* Objectif 1:
Résumez en quelques phrases le paragraphe de l'entretien qui commence par « Hubert Crabières est un jeune artiste français », sans en perdre les faits principaux.
* Objectif 2:
Reprenez l'entretien avec Hubert Crabières au point où il s'interrompt et poursuivez-le à partir de la dernière question posée.

* Texte source:
■ ■ ■ ■
Entretien avec Hubert Crabières

« Une laideur du corps et une beauté folle des relations qu’on peut avoir avec les autres »

Entretien réalisé le 26 Octobre 2014 à Argenteuil dans le cadre de la 65ème édition de l’exposition Jeune création.

Par Lou Daza

 

Hubert Crabières est un jeune artiste français, étudiant aux Beaux-Arts de Cergy Pontoise. Son talent prometteur lui a permis d’être sélectionné au festival de jeune création au 104. Cherchant encore ses marques, il traite de sa relation à lui-même à travers le corps de l’autre, l’instant et le lieu. De sa pratique photographique en résulte une œuvre allant au plus profond de l’intime.

 Paty, photographie argentique moyen-format, 2012

Paty, photographie argentique moyen-format, 2012


 

Lou Daza – Le fait que vous ayez été invité à Jeune création fait-il de vous un artiste à part entière ?

Hubert Crabières – Ni plus ni moins qu’avant. Ça a dû plaire aux personnes du jury qui l’ont vu. À vrai dire je ne me pose pas la question. Je fais de la photo, du dessin ; je suis artiste, artisan, photographe ou dessinateur. Quand je parle aux gens, je dis que je fais de la photographie. Ce n’est pas que je ne trouve ça prétentieux, d’ailleurs je ne trouverais pas de mal à dire à quelqu’un « je suis artiste ». Je veux continuer à faire de l’art et c’est vrai qu’à un moment il faut le dire… mais j’ai peut-être encore trop de choses à apprendre.

L.D. – Votre formation est assez pluridisciplinaire : une licence en cinéma, un passage au conservatoire de musique et des cours du soir en histoire de l’art. Ce foisonnement artistique vous sert-il dans votre pratique aujourd’hui ?

H.C. – Oui forcément ça joue. La photo j’y suis venu grâce à ce que j’ai pu expérimenter avant. J’aimais le cinéma grâce au travail en équipe, je fais des portraits parce que j’aime travailler avec des gens. J’aime la relation quand elle est fertile d’un point de vue créatif. La photo c’est ce que je fais pour le moment, mais j’ai toujours envie d’essayer autre chose, la vidéo notamment.

L.D. – Vous montrez une certaine intimité avec vos modèles, sont-ils vos amis? Comment les rencontrez-vous?
■ ■ ■ ■
(Entrées de données)
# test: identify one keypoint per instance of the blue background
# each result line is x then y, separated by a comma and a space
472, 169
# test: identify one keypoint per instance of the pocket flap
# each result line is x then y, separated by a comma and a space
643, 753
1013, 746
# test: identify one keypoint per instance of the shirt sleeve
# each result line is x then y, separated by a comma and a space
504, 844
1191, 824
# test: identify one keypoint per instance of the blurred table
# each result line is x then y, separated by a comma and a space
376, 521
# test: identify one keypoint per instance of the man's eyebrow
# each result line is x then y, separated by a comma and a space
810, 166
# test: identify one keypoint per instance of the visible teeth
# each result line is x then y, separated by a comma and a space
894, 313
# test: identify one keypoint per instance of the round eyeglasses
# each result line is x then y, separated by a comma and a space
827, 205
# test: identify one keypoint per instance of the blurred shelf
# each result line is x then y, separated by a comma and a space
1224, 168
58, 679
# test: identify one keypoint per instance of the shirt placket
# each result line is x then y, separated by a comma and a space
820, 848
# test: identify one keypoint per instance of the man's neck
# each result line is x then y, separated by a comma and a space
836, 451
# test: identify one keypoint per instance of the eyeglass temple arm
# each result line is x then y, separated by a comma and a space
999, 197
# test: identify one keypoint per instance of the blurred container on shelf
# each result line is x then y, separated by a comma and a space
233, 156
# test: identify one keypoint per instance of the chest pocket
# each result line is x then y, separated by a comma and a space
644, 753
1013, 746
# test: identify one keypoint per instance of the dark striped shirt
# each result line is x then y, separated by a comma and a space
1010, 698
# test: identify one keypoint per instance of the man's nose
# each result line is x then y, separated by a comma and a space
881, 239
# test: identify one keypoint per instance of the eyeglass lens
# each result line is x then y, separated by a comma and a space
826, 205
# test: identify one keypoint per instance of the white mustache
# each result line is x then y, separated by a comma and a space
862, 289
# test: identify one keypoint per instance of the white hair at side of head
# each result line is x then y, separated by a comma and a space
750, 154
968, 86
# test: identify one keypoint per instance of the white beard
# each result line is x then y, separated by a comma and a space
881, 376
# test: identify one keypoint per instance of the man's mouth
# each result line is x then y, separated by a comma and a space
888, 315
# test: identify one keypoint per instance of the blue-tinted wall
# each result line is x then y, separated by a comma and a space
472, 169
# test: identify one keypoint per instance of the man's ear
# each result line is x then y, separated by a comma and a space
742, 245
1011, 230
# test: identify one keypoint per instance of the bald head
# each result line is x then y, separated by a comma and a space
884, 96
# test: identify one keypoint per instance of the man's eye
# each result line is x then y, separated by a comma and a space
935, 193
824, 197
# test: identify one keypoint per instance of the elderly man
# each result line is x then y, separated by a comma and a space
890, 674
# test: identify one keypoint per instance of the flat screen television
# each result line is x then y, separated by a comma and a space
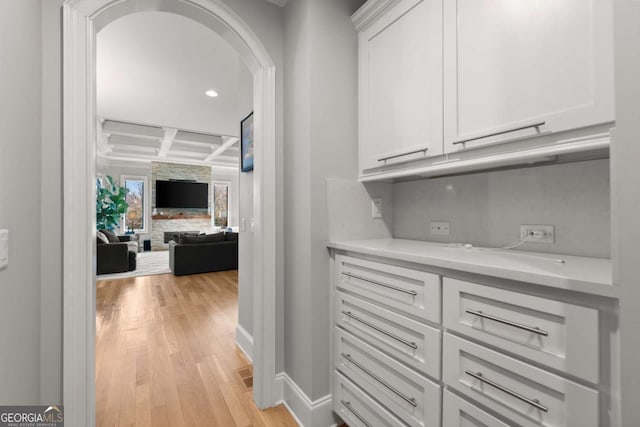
182, 194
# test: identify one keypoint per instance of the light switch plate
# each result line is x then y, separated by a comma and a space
376, 208
4, 248
439, 228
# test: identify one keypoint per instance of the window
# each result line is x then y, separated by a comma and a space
136, 217
221, 204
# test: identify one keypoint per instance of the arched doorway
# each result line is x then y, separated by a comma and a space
82, 19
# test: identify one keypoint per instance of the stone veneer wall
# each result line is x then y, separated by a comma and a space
164, 172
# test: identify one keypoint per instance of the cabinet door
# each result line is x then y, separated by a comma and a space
401, 84
537, 66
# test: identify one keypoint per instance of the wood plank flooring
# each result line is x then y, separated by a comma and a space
166, 354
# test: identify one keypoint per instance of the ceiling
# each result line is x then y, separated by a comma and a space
134, 142
153, 70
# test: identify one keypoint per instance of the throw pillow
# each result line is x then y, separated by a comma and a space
111, 236
101, 238
230, 236
178, 237
207, 238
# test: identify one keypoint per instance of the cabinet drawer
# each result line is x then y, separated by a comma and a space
414, 343
560, 335
410, 291
458, 412
357, 409
520, 392
409, 395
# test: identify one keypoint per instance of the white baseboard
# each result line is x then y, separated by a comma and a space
307, 413
244, 340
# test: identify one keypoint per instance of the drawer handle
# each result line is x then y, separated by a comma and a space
532, 402
353, 411
410, 400
389, 334
395, 156
502, 132
535, 330
375, 282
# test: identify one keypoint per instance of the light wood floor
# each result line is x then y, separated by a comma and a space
166, 354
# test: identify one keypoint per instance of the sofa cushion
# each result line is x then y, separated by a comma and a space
177, 237
101, 238
111, 236
230, 236
207, 238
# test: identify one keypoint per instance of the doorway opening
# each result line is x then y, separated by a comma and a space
82, 19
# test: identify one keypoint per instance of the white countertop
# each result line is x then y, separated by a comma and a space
582, 274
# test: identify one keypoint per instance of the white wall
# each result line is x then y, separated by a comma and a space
265, 19
320, 142
488, 208
245, 244
625, 179
51, 213
20, 202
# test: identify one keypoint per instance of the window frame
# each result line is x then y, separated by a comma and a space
228, 184
145, 203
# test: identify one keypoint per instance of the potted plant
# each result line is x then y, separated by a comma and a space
111, 203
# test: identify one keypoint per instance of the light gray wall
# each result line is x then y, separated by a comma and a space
51, 212
20, 201
245, 244
487, 209
625, 179
265, 19
320, 142
349, 210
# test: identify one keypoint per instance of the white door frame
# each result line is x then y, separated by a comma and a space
81, 21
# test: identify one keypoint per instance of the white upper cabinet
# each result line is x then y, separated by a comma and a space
400, 82
519, 68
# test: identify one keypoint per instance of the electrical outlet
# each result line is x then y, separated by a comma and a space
376, 208
538, 233
440, 228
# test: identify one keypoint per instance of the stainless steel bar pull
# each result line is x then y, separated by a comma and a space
375, 282
502, 132
410, 400
532, 402
533, 329
382, 331
353, 411
395, 156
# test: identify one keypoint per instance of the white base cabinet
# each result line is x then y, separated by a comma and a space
505, 354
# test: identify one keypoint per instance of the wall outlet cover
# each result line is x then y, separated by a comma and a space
376, 208
538, 233
439, 228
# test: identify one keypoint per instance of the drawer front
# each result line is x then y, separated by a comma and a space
457, 412
414, 343
409, 291
560, 335
357, 409
409, 395
520, 392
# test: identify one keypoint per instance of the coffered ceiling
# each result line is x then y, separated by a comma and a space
153, 70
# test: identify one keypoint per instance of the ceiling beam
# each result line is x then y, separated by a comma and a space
167, 140
228, 141
280, 3
152, 158
131, 129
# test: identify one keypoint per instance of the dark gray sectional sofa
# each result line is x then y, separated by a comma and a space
202, 254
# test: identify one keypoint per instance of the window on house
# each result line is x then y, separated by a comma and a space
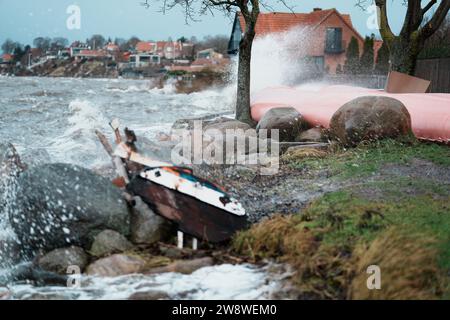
334, 40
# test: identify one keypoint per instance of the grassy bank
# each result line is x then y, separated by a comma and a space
399, 221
■ ■ ■ ■
* Réponse 1:
Hubert Crabières, jeune artiste français, étudie aux Beaux-Arts de Cergy Pontoise et a été sélectionné au festival de jeune création au 104. Encore en quête de ses marques, il aborde sa relation à lui-même à travers le corps de l'autre, l'instant et le lieu. Sa photographie donne une œuvre qui va au plus profond de l'intime.

* Réponse 2:
H.C. – La plupart je les ai rencontrés grâce à Facebook, par exemple en regardant les amis de mes amis. Par la suite quand je vois quelqu’un qui m’intéresse je le contacte, je regarde ses amis et ainsi de suite. C’est de cette manière que j’ai rencontré pas mal de personnes pour faire de la photo. Cette manière d’appréhender les gens me permet, au moment où je rencontre la personne, d’avoir déjà une idée assez précise de ce que je veux faire. Même s’il y a une part d’improvisation, c’est une improvisation encadrée, c’est-à-dire que je sais déjà où je veux aller, j’ai déjà des idées, je sais où je vais pouvoir arriver. C’est aussi un processus dans le long terme. Par exemple Alex, avec lequel j’ai fait la photo « centrale » de ma série, je l’ai rencontré sur Chat roulette et je suis allé le voir de nombreuses fois en Angleterre. Il a fallu 15 voyages, une fois par mois à peu près, avant d’arriver à faire vraiment ce que je voulais avec lui.

 

L.D. – Les projets pour lesquels on parle de vous portent en majorité sur la photographie. J’ai ressenti votre rapport au dessin plus personnel. Quel est votre rapport à ces deux supports ?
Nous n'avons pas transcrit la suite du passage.